**Given entries**
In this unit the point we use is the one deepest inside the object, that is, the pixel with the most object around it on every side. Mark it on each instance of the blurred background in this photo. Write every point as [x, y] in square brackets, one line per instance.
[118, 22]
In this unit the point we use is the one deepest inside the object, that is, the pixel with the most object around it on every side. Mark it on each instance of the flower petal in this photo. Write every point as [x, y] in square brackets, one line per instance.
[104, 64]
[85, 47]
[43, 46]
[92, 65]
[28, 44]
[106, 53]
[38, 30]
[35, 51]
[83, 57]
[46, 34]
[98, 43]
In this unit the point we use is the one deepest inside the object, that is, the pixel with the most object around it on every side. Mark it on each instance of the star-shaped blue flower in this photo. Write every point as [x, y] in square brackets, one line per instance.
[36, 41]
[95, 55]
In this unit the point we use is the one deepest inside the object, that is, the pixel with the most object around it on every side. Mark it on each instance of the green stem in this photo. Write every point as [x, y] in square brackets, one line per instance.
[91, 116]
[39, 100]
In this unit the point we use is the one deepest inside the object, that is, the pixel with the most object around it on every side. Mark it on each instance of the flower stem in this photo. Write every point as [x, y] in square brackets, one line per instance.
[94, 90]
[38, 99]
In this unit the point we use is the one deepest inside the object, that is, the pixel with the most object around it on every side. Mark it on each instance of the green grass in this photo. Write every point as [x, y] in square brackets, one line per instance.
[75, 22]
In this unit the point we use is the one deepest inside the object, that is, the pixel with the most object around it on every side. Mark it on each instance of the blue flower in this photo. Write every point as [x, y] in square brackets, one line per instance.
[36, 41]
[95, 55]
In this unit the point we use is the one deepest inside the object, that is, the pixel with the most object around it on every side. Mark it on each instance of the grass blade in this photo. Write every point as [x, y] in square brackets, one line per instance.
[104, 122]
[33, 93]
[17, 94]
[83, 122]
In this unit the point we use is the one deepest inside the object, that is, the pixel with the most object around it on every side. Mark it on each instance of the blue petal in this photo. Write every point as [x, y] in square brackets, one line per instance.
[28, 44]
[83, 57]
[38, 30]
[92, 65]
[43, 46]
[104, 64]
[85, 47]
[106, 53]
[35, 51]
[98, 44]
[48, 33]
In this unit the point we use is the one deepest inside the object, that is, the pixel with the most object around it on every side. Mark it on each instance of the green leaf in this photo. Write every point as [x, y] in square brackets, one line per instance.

**What is needed**
Return every line of the listing, word for word.

**Task answer**
In this unit the point we use is the one deepest inside the object, that is, the pixel with the most object around it on every side. Mark it on each instance of the blurred background in this photo. Write every point as [x, y] in square brackets, one line per instance.
[118, 22]
In this unit the point we use is the one deepest inside the object, that is, the pixel with the most object around it on every side. Mark it on each instance of the flower petal in this photo. Write every point as [x, y] in square brackets, one line per instance.
[104, 64]
[85, 47]
[43, 46]
[92, 65]
[28, 44]
[106, 53]
[38, 30]
[35, 51]
[83, 57]
[46, 34]
[98, 43]
In this unit the point we use is the one deepest inside the object, that is, the pixel with the most object around it on every side. Mark it on each instance of the star-shaped blue flower in this photo. Write every point as [x, y] in square brackets, one line per instance.
[36, 41]
[95, 55]
In this unit the point we use is the one deepest inside the object, that is, the pixel with the most object around it on every side. Mark it on each instance of the green stem in this photo. Write every point as [x, y] in square brackets, one line per instance.
[91, 116]
[39, 100]
In this unit the point we use is the one deepest inside the object, that is, the pixel with the most object around it on every side. Mark it on each instance of the flower stem in this photo. Write every point as [x, y] in square brackets, one line per instance.
[94, 90]
[38, 99]
In this unit the point we use is the one deepest inside the object, that is, the pixel with the most object around it on every side. Mark it on each instance of the green grass in this photo. Write every point as [x, y] in square brackets, one line per instance.
[75, 22]
In this unit the point we use is the one deepest inside the object, that is, the pixel with the most object around it on every side. Mark it on each instance of the blue flower in this photo. Write every point as [x, y] in square brackets, one line per instance.
[36, 41]
[95, 55]
In this unit the point we use is the one deepest inside the object, that is, the pixel with the most object around it on every side. Mark it on each instance of the grass blade in this photo. Write every point as [x, y] in square brackets, one line per instance.
[104, 122]
[33, 93]
[17, 94]
[83, 122]
In this unit the point we use is the one deepest inside the object, that is, the pixel with the most object around it on every side. Mark it on each instance of the blue petal in this photo. Write every point as [x, y] in square brackets, one line per instance.
[28, 44]
[83, 57]
[38, 30]
[92, 65]
[43, 46]
[104, 64]
[85, 47]
[106, 53]
[35, 51]
[98, 44]
[48, 33]
In this unit the point we use is the one deepest inside the object, that is, the pixel with the most object around it on every side. Mark it on each instance of the green leaf in this photo. Write every point as [x, y] in square brackets, one line per instance.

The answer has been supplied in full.